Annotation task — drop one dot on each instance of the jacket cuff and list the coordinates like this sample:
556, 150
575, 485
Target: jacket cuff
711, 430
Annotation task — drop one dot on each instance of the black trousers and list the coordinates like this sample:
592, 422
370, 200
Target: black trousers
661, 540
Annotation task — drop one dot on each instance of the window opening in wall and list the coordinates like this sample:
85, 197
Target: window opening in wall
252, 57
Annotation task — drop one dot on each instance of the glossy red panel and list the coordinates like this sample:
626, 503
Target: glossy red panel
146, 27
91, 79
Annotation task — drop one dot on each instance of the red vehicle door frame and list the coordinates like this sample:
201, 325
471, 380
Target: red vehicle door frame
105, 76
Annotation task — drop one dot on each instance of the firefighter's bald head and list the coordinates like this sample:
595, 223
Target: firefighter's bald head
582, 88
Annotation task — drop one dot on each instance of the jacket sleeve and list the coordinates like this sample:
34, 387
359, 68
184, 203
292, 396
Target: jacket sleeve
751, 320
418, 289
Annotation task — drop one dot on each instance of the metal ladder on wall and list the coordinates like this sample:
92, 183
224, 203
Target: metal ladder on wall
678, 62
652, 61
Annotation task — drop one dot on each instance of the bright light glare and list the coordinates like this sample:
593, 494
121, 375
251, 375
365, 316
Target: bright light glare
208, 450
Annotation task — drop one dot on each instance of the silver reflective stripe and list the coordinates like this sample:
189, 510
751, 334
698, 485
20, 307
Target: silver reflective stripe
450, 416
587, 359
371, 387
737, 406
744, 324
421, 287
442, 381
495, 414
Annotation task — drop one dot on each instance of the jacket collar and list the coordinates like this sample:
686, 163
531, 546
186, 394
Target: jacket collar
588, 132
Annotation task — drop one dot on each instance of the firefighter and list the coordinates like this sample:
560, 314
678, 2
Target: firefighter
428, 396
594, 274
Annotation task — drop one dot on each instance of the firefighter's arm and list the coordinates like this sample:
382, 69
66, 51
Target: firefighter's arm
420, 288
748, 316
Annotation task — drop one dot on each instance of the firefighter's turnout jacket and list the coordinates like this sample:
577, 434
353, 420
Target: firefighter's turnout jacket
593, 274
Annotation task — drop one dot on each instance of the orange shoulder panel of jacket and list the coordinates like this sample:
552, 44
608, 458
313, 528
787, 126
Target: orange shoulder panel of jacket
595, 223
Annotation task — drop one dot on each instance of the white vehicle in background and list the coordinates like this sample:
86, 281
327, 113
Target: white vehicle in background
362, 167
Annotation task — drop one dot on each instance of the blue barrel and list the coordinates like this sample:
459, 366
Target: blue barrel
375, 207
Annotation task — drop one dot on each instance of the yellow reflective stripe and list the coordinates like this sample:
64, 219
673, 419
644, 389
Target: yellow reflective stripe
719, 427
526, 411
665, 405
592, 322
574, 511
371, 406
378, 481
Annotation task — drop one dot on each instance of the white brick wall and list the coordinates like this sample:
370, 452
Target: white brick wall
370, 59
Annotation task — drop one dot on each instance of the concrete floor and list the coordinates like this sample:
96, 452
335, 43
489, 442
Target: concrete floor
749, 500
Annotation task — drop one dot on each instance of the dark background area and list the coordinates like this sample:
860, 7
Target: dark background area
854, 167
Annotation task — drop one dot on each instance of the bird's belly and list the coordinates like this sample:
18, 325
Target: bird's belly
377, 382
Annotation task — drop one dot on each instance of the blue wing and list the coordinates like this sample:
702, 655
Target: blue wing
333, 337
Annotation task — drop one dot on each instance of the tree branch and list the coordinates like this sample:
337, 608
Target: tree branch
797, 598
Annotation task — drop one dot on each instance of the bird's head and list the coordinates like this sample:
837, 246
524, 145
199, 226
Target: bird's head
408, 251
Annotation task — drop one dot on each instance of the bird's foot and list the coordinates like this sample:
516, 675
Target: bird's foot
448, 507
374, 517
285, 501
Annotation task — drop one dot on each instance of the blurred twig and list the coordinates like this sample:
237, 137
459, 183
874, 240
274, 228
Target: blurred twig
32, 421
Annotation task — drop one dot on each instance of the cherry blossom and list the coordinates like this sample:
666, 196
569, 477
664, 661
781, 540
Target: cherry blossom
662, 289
- - - -
Return all of the data precisely as it appears.

■ Task result:
Annotation task — drop one dot on each instance of the jacket cuff and list the coordinates like this sample:
556, 150
575, 485
Target: jacket cuff
711, 430
Annotation task — drop one dot on each instance of the black trousers and list the coordinates like this sample:
592, 422
370, 200
Target: black trousers
661, 540
Annotation task — drop one dot on each instance of the window opening in wall and list the coordinates like this sample:
85, 197
Target: window opening in wall
252, 57
Annotation task — drop one dot on each instance of the glossy red panel and list the coordinates like this sample:
626, 503
Target: glossy red panel
146, 27
91, 79
Annotation task — drop one dot on each instance of the red vehicle door frame and list the coordinates like this sample:
201, 325
471, 380
Target: red vehicle door frame
105, 76
Annotation task — drop one dot on each instance of the firefighter's bald head and list the coordinates like this sample:
595, 223
Target: firefighter's bald head
582, 88
Annotation task — drop one dot on each instance of the jacket sleeve and list the coordinates like this sample:
34, 387
359, 68
184, 203
292, 396
Target: jacket sleeve
751, 320
418, 289
Annotation task — drop one dot on each instance of the metal ladder on wall and list the coordinates like this sample:
92, 183
224, 203
Target: metal ladder on wall
678, 62
652, 61
Annotation task — drop one dot on each instance of the bright light glare and list the coordinates like this sample:
593, 494
121, 375
251, 375
365, 316
Target: bright light glare
208, 450
Annotation task — drop one dot on each instance of the silver reflective stripe and list the coordinates like this sample:
189, 510
751, 334
698, 485
20, 307
Target: silver reflective stripe
450, 416
587, 359
371, 387
737, 406
744, 324
421, 287
442, 381
495, 414
Annotation task — drop one dot on each instance of the jacket collar and list the coordinates like this sample:
686, 163
531, 546
186, 394
Target: jacket collar
588, 132
Annotation task — drop one dot on each instance of the firefighter and list the coordinates like this sample:
560, 314
678, 2
Target: firefighter
428, 396
594, 274
Annotation task — drop one dot on each instance of the firefighter's arm and list the coordinates like this sample:
382, 69
66, 51
Target: firefighter's arm
420, 288
748, 316
Annotation task — drop one dot on each instance of the firefighter's turnout jacket and list the coordinates like this sample:
577, 434
353, 420
Target: firefighter's turnout jacket
593, 274
Annotation task — drop one dot on each instance of the orange shoulder panel of jacket and list the coordinates like this sample:
552, 44
608, 458
313, 528
787, 126
Target: orange shoulder panel of jacket
595, 223
Annotation task — drop one dot on each instance of the white vehicle in background and list the coordinates like this sample:
86, 281
327, 113
Target: white vehicle in background
362, 167
Annotation task — drop one dot on each instance of the blue barrel and list the coordinates like this sample:
459, 366
Target: blue barrel
375, 207
Annotation task — drop one dot on each instance of the yellow reflective stripe and list the coordinates like this sample:
64, 219
673, 419
644, 389
Target: yellow reflective stripe
719, 427
526, 411
665, 405
592, 322
574, 511
371, 406
378, 481
Annotation task — drop one dot on each instance of the white brick wall and list the coordinates like this sample:
370, 452
Target: white brick wall
370, 59
Annotation task — drop one dot on each instance of the concrete floor and list the coordinates like this sample:
96, 452
335, 43
489, 442
Target: concrete floor
749, 500
Annotation task — drop one dot on each instance of the dark background area and list the coordinates like this sample:
860, 7
Target: dark background area
854, 167
Annotation task — drop one dot on each instance of the bird's belly and list the coordinates like this sample:
18, 325
Target: bird's belly
377, 382
Annotation task — drop one dot on each instance of the blue wing and list the coordinates like this sample:
702, 655
Target: blue wing
333, 337
Annotation task — drop one dot on each instance of the tree branch and list the coordinates like this sample:
337, 608
Target: tree branch
797, 598
Annotation task — drop one dot on each instance of the bird's head and list the coordinates like this sample:
837, 246
524, 145
199, 226
Target: bird's head
408, 251
Annotation task — drop one dot on each instance of the bird's foot and list the coordinates like this sample:
516, 675
Target: bird's foot
448, 507
374, 517
285, 501
Annotation task — drop one dot on each instance of the blurred twig and list the coordinates like this sample:
237, 137
459, 183
874, 240
274, 228
Target: blurred twig
32, 421
Annotation task — drop one dot on each instance of the cherry blossom and list the coordinates like this sample:
666, 196
569, 477
664, 661
781, 540
Target: cherry blossom
662, 289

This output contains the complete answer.